OBJETIVO - Según la entrevista a Liliana Herrero, ¿por qué no debe esperarse una interpretación "convencional" de su disco en el Teatro Coliseo? Explícalo en una a tres oraciones.

TEXTO MOSTRADO -
MUSICA › ENTREVISTA A LA CANTANTE LILIANA HERRERO
La artista presentará hoy en el Teatro Coliseo su último CD, Igual a mi corazón. Claro que no debe esperarse una interpretación “convencional” del disco. “Mi esfuerzo está puesto en hacer notar una intervención sobre lo que llamamos el original”, dice.
› Por Santiago Giordano
Liliana Herrero sacó un disco y, según los cánones de las buenas maneras artísticas, lo presentará en sociedad. Hoy a las 21.30 en el Teatro Coliseo (Marcelo T. de Alvear 1125) la cantante mostrará los temas de Igual a mi corazón (SMusic), junto a Mariano Cantero (percusión) y Matías Arriazu (guitarra de siete cuerdas). Estará además Ernesto Snajer –coproductor artístico del trabajo junto a Herrero– como músico invitado.

DATOS PROPORCIONADOS -
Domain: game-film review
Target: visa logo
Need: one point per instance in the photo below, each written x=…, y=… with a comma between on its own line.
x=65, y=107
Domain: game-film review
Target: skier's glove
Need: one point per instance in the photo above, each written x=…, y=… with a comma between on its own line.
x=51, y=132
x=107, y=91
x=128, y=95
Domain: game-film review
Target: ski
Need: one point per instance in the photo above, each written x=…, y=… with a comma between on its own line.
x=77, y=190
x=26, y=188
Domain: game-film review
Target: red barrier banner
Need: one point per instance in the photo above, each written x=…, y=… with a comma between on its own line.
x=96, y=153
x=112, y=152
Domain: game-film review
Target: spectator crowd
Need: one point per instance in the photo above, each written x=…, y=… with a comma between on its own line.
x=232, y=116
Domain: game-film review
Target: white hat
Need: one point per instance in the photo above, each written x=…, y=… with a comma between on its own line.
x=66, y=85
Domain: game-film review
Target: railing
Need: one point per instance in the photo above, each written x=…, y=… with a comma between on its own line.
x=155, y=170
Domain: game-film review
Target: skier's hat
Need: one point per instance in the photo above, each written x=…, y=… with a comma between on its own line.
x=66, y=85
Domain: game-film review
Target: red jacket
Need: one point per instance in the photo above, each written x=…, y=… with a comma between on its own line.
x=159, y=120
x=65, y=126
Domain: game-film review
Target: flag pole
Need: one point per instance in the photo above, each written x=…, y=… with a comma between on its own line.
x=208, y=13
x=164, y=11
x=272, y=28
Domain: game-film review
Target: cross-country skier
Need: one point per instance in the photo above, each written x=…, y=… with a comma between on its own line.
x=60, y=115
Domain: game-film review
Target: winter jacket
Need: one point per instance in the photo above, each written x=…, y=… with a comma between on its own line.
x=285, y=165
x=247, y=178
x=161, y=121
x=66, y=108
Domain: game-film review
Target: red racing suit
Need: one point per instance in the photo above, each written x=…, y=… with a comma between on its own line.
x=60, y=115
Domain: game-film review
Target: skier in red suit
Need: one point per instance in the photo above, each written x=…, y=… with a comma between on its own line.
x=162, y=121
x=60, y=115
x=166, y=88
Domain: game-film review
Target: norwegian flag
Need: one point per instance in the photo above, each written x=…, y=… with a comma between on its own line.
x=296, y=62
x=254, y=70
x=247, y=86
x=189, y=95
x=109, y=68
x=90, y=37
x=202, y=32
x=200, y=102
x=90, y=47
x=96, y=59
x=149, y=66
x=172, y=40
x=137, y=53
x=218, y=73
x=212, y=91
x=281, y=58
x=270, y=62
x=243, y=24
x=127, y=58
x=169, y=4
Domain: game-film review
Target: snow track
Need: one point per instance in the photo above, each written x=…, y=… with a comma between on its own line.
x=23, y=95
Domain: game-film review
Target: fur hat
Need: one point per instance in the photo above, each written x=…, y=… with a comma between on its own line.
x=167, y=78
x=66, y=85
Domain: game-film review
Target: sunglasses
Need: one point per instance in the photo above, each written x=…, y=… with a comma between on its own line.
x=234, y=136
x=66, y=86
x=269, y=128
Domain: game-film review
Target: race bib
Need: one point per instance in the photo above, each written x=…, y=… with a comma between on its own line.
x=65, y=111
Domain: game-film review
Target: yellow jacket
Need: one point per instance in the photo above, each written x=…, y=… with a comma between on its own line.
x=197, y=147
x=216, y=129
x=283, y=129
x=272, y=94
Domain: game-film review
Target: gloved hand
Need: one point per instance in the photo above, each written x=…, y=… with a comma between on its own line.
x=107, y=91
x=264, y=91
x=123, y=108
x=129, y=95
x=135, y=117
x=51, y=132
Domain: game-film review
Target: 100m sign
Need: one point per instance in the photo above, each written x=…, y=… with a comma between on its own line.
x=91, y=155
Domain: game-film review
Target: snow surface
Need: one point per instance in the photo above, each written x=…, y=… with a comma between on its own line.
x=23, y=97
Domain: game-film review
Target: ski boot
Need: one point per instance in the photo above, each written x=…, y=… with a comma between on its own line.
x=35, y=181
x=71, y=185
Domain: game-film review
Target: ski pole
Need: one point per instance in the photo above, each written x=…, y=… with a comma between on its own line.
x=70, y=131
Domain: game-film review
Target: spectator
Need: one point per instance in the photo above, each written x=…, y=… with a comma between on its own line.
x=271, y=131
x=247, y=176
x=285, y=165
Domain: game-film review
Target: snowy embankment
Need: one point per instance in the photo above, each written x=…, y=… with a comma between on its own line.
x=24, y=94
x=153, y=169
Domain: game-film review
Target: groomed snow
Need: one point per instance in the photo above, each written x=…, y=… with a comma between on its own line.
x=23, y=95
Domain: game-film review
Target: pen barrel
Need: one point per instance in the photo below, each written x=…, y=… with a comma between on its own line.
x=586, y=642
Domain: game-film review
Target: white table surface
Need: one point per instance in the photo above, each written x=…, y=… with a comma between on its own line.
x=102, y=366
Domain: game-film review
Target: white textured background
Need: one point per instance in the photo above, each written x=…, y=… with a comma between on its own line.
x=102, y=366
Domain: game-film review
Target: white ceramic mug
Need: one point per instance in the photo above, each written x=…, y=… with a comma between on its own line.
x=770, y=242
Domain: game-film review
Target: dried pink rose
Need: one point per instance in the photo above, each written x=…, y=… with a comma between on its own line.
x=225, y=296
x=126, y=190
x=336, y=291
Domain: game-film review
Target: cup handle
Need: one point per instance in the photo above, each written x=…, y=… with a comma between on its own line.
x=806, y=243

RESPUESTA - Porque, como afirma la propia cantante, su esfuerzo está puesto en hacer notar una intervención sobre lo que llamamos el original. Por eso su interpretación no se limita a reproducir los temas de manera convencional.